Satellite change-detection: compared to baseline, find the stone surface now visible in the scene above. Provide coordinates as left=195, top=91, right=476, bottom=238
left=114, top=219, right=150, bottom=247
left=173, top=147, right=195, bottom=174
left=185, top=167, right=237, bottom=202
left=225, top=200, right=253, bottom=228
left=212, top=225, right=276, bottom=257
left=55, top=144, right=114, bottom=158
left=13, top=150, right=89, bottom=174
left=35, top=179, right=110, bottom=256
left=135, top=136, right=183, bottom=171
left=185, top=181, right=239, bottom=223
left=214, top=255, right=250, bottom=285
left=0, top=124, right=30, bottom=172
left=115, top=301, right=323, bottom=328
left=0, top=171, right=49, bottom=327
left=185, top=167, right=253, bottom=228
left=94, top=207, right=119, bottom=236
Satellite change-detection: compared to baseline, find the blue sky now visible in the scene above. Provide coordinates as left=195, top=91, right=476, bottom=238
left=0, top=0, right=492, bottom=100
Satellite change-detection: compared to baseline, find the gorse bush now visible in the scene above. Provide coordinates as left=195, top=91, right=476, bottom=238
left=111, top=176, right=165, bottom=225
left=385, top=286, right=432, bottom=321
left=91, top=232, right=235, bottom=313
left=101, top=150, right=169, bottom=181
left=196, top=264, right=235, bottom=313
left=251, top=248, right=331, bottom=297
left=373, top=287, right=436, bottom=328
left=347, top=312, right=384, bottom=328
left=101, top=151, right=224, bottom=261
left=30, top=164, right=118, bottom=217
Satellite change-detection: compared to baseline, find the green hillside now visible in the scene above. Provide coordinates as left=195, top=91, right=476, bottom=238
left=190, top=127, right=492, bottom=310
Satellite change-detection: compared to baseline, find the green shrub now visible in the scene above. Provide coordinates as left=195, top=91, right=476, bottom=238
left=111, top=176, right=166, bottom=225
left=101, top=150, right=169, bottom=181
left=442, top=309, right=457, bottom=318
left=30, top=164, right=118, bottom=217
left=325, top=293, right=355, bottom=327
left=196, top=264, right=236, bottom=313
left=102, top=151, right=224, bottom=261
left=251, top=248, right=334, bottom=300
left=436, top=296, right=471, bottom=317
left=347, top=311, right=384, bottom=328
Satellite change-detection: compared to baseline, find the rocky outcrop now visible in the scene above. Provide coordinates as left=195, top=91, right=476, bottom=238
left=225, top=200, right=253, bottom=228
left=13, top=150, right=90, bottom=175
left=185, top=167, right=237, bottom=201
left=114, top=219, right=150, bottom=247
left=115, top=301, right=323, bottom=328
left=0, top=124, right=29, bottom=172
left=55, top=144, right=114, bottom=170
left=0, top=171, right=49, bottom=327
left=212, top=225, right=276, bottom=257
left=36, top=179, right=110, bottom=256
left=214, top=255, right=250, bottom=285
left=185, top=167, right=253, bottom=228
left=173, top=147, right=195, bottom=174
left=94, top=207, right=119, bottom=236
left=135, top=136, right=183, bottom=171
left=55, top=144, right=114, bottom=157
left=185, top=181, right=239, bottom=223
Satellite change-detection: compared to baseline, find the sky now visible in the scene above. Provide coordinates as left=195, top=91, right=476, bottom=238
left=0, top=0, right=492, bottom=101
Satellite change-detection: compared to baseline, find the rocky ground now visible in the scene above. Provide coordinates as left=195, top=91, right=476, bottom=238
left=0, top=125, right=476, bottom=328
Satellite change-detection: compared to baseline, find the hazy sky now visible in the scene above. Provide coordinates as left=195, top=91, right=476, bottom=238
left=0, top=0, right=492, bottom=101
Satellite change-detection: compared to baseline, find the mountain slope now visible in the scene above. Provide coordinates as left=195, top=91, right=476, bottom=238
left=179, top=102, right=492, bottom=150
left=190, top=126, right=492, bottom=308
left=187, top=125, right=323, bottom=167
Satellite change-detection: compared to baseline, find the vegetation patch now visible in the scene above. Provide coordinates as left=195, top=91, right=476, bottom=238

============================================================

* **PROMPT**
Please turn the records above, from the start through the line containing "left=190, top=127, right=492, bottom=310", into a two-column CSV with columns "text" and "answer". Include only those records, one row per record, with each value in a single quoted field and line breaks replaced by spaces.

* **EXPECTED ANSWER**
text,answer
"Satellite change-detection: compared to baseline, find the stone surface now visible in the scene above. Provide coordinates as left=195, top=91, right=476, bottom=238","left=114, top=219, right=150, bottom=247 left=173, top=147, right=195, bottom=174 left=185, top=167, right=237, bottom=202 left=225, top=200, right=253, bottom=228 left=212, top=225, right=276, bottom=257 left=55, top=144, right=114, bottom=158 left=13, top=150, right=89, bottom=174 left=35, top=179, right=110, bottom=256 left=135, top=136, right=183, bottom=171 left=185, top=181, right=239, bottom=223 left=214, top=255, right=250, bottom=285 left=0, top=124, right=30, bottom=172 left=115, top=301, right=323, bottom=328 left=0, top=171, right=49, bottom=327 left=185, top=167, right=253, bottom=228 left=94, top=207, right=119, bottom=236"
"Satellite change-detection: compared to baseline, find the blue sky now visible in the scene above. Provide coordinates as left=195, top=91, right=476, bottom=238","left=0, top=0, right=492, bottom=100"
"Satellite change-detection: compared to baseline, find the gorse bush now visible in the scene above. Provide coordinates as left=195, top=91, right=476, bottom=238","left=111, top=176, right=165, bottom=225 left=385, top=286, right=432, bottom=321 left=91, top=232, right=235, bottom=313 left=101, top=150, right=169, bottom=181 left=196, top=264, right=235, bottom=313 left=251, top=248, right=331, bottom=297 left=373, top=287, right=436, bottom=328 left=347, top=312, right=384, bottom=328 left=101, top=151, right=224, bottom=261 left=30, top=164, right=118, bottom=217"
"Satellite change-detection: compared to baseline, find the green hillside now visible in the scene above. Provide coordinates as left=195, top=91, right=476, bottom=238","left=190, top=127, right=492, bottom=310"